• **What you have to do**:
The entries are to be returned exactly as written.

• **Data records**:
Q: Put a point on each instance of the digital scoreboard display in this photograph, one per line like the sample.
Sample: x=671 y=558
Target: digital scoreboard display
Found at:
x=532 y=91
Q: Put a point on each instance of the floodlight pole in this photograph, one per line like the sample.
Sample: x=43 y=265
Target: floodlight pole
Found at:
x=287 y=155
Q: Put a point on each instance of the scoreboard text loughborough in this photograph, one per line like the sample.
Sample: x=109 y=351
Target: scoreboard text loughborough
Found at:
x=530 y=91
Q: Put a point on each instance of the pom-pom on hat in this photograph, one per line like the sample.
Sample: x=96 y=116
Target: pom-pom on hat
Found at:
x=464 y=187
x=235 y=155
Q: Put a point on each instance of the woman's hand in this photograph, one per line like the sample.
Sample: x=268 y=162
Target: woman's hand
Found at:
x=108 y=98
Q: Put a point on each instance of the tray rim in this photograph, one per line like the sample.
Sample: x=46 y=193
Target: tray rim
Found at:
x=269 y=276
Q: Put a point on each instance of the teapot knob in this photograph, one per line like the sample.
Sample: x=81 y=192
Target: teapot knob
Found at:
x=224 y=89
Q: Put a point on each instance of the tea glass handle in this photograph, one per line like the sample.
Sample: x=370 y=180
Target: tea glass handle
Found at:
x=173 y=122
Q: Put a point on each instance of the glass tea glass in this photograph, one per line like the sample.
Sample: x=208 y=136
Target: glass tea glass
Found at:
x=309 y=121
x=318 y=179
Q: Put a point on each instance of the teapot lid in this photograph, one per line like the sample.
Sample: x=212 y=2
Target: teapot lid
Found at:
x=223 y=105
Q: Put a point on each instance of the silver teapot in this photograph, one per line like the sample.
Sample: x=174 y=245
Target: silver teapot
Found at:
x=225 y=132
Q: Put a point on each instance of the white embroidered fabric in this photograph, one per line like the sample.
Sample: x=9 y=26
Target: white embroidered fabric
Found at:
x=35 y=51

• **Answer below**:
Q: Put a point on each instance of the digital scoreboard display in this photograph, one per line like the sample.
Sample: x=671 y=558
Target: digital scoreboard display
Found at:
x=532 y=91
Q: Put a point on each instance of the floodlight pole in this photograph, one per line like the sample.
Sample: x=43 y=265
Target: floodlight pole
Found at:
x=287 y=155
Q: Put a point on each instance of the scoreboard text loughborough in this photograph, one per line like the sample.
Sample: x=109 y=351
Target: scoreboard text loughborough
Found at:
x=530 y=91
Q: Put a point on each instance of the pom-pom on hat in this photograph, one per line like the sample.
Sample: x=96 y=116
Target: pom-pom on hat
Found at:
x=464 y=187
x=235 y=155
Q: Put a point on each instance of the woman's hand in this photograph, one per line like the sample.
Sample: x=268 y=162
Target: woman's hand
Found at:
x=108 y=98
Q: Put a point on each instance of the tray rim in this photograph, one per line like the sample.
Sample: x=46 y=193
Target: tray rim
Found at:
x=269 y=276
Q: Put a point on each instance of the teapot knob in this photograph, one per line like the sample.
Sample: x=81 y=192
Target: teapot knob
Found at:
x=224 y=89
Q: Put a point on each instance of the tea glass handle in this photograph, one per line like the sample.
Sample: x=370 y=180
Target: tea glass handle
Found at:
x=173 y=122
Q: Put a point on each instance of the glass tea glass in this photograph, one per line like the sample.
Sample: x=208 y=136
Target: glass tea glass
Found at:
x=309 y=121
x=318 y=179
Q: Put a point on each instance of the teapot lid in this photograph, one per line like the sample.
Sample: x=212 y=2
Target: teapot lid
Found at:
x=223 y=105
Q: Put a point on each instance of the silver teapot in this photograph, one per line like the sample.
Sample: x=174 y=245
Target: silver teapot
Found at:
x=225 y=132
Q: Put a point on each instance of the white embroidered fabric in this photograph, one per line like the sample.
Sample: x=9 y=26
Target: white embroidered fabric
Found at:
x=35 y=51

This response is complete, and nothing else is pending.